■ GIVEN TEXT:

Stress, spicy foods and elevated temperatures can all trigger specialized gland cells to move water to the skin – in other words, they can make us sweat. This process is one of the most important ways by which our bodies regulate their temperature and avoid life-threatening conditions such as heatstroke. Disorders in which this function is impaired, such as AIGA (acquired idiopathic generalized anhidrosis), pose significant health risks. Finding treatments for sweat-related diseases requires a detailed understanding of the molecular mechanisms behind sweating, which has yet to be achieved.

Recent research has highlighted the role of two ion channels, TRPV4 and ANO1, in regulating fluid secretion in glands that produce tears and saliva. These gate-like proteins control how certain ions move in or out of cells, which also influences water movement. Once activated by external stimuli, TRPV4 allows calcium ions to enter the cell, causing ANO1 to open and chloride ions to leave. This results in water also exiting the cell through dedicated channels, before being collected in ducts connected to the outside of the body.

TRPV4, which is activated by heat, is also present in human sweat gland cells. This prompted Kashio et al. to examine the role of these channels in sweat production, focusing on mice as well as AIGA patients. Probing TRPV4, ANO1 and AQP5 (a type of water channel) levels using fluorescent antibodies confirmed that these channels are all found in the same sweat gland cells in the foot pads of mice. Further experiments highlighted that TRPV4 mediates sweat production in these animals via ANO1 activation.

As rodents do not regulate their body temperature by sweating, Kashio et al. explored the biological benefits of having sweaty paws. Mice lacking TRPV4 had reduced sweating and were less able to climb a slippery slope, suggesting that a layer of sweat helps improve traction.

Finally, Kashio et al. compared samples obtained from healthy volunteers with those from AIGA patients and found that TRPV4 levels are lower in individuals affected by the disease. Overall, these findings reveal new insights into the underlying mechanisms of sweating, with TRPV4 a potential therapeutic target for conditions like AIGA. The results also suggest that sweating could be controlled by local changes in temperature detected by heat-sensing channels such as TRPV4. This would depart from our current understanding that sweating is solely controlled by the autonomic nervous system, which regulates involuntary bodily functions such as saliva and tear production.

Sweating is a vital physiological process (Shibasaki and Crandall, 2010). There are two basic types of sweating: thermoregulatory and emotional sweating, in addition to gustatory sweating, largely localized to the face and neck regions, that occurs while consuming some foods, particularly pungent foods (Lee, 1954). Most sweat glands are of the eccrine type, and they produce a thin secretion that is hypotonic to plasma. Although eccrine sweat glands are distributed all over the body, their density is highest in the axillary region and on the palms of the hands and the soles of the feet. In humans, the main function of eccrine sweat glands is body temperature regulation. Meanwhile, apocrine sweat glands are found primarily in the axillae and urogenital regions. These scent glands become active during puberty and secrete a viscous fluid that is associated with body odor.

■ PROVIDED RECORDS:
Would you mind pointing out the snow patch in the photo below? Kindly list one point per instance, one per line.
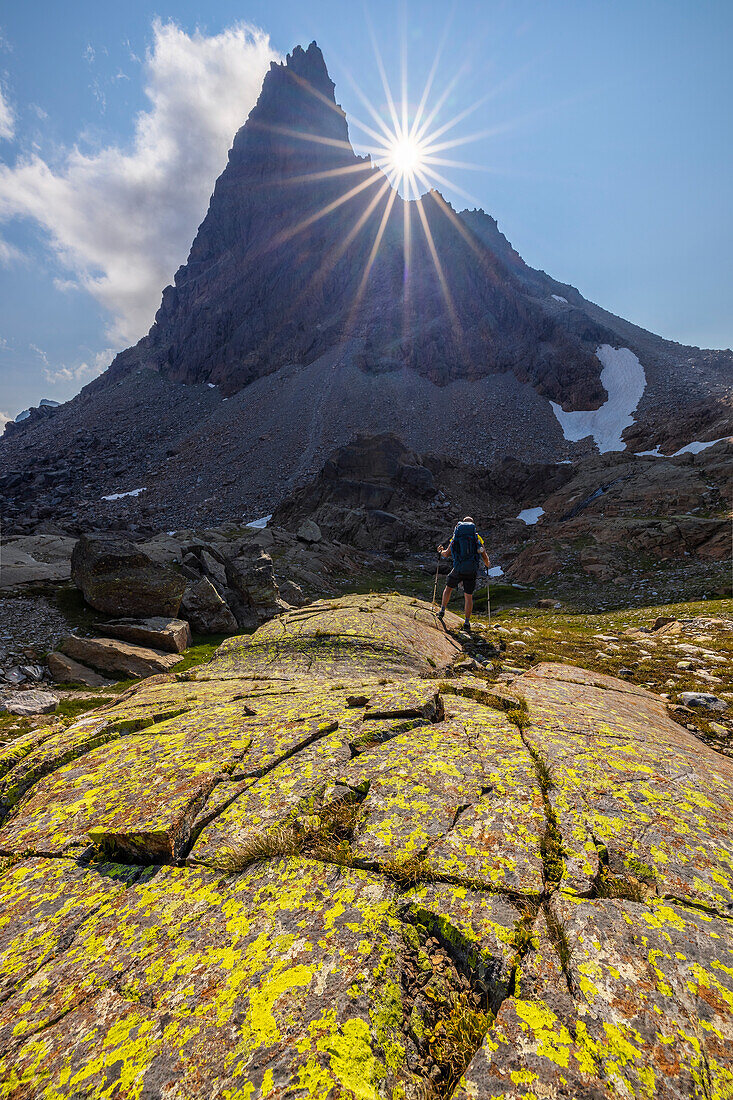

...

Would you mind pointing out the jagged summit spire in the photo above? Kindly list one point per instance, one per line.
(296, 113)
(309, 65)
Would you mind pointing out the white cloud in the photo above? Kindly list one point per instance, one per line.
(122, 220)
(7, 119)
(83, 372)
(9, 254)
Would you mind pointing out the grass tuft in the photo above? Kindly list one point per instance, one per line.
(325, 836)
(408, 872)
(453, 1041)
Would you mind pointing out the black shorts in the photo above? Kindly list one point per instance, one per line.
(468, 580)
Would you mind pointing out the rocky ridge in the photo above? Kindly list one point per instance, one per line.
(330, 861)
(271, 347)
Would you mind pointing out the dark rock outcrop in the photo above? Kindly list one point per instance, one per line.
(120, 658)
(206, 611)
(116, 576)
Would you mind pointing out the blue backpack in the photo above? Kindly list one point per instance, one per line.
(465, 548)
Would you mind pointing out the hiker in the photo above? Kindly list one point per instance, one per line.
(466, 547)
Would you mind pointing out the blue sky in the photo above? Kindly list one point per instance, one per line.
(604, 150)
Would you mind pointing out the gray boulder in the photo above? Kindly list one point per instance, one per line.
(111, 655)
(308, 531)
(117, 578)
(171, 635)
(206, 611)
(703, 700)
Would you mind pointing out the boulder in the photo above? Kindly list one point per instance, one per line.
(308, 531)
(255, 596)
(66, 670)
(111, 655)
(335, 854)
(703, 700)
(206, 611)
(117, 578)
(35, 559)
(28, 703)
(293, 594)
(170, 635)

--

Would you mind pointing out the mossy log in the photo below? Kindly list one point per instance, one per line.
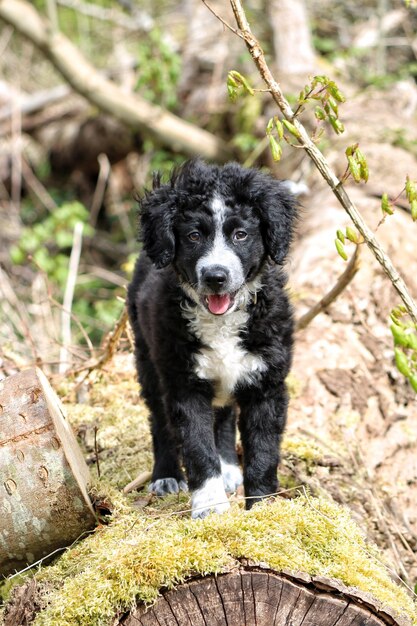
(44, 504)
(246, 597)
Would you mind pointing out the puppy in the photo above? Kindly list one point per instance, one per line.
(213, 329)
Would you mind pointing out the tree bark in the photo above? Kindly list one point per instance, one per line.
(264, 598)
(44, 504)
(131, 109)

■ ACTIONS TO TAKE:
A. Revise everything in the sweating article from "TRPV4, which is" down to "helps improve traction.", replacing "foot pads" with "paw pads".
B. Please resume the sweating article from its final sentence, carrying it forward.
The material is separate from the sweating article.

■ ANSWERS FOR EACH ITEM:
A.
TRPV4, which is activated by heat, is also present in human sweat gland cells. This prompted Kashio et al. to examine the role of these channels in sweat production, focusing on mice as well as AIGA patients. Probing TRPV4, ANO1 and AQP5 (a type of water channel) levels using fluorescent antibodies confirmed that these channels are all found in the same sweat gland cells in the paw pads of mice. Further experiments highlighted that TRPV4 mediates sweat production in these animals via ANO1 activation.

As rodents do not regulate their body temperature by sweating, Kashio et al. explored the biological benefits of having sweaty paws. Mice lacking TRPV4 had reduced sweating and were less able to climb a slippery slope, suggesting that a layer of sweat helps improve traction.

B.
Body temperature regulation is important to maintain homeostasis. Body temperature is poorly controlled in patients with hypohidrosis. Meanwhile, patients affected by hyperhidrosis can have difficulty in social and professional situations due to increased sweat production, and the resulting subjective perception of illness at an individual level may be substantial (Cohen and Solish, 2003; Schlereth et al., 2009). However, the molecular mechanisms of perspiration are not clearly understood.

We previously reported the functional interaction between TRP channels and the Ca²⁺-activated Cl^- channel, anoctamin 1 (ANO1, also known as TMEM16A) (Takayama et al., 2014; Takayama et al., 2015; Derouiche et al., 2018). TRP channels have high Ca²⁺ permeability (Gees et al., 2012), and Ca²⁺ entering cells through TRP channels activates ANO1 by making a physical complex, leading to Cl^- efflux in cells with high intracellular Cl^- concentrations. The Cl^- efflux may drive water efflux through water channels in exocrine gland acinar cells that increase exocrine function and causes depolarization in primary sensory neuron that increases nociception. For skin keratinocytes that have relatively low intracellular Cl^- concentrations, interaction between TRPV3 and ANO1 causes Cl^- influx, followed by increased cellular movement/proliferation in response to cell cycle modulation (Yamanoi et al., 2023). Thus, direction of Cl^- movement through ANO1 is simply determined by the balance between equilibrium potentials of Cl^- and membrane potentials in each cell (Takayama et al., 2019).

The involvement of TRPV4 in exocrine gland function prompted us to examine the functional interaction in perspiration because TRPV4 is expressed in human eccrine sweat glands (Delany et al., 2001). Although sweat glands are innervated by sympathetic neurons, acetylcholine (Ach) is released from the nerve endings (Hu et al., 2018). We show that the functional interaction of TRPV4 and ANO1 is involved in temperature-dependent sweating and increased friction force.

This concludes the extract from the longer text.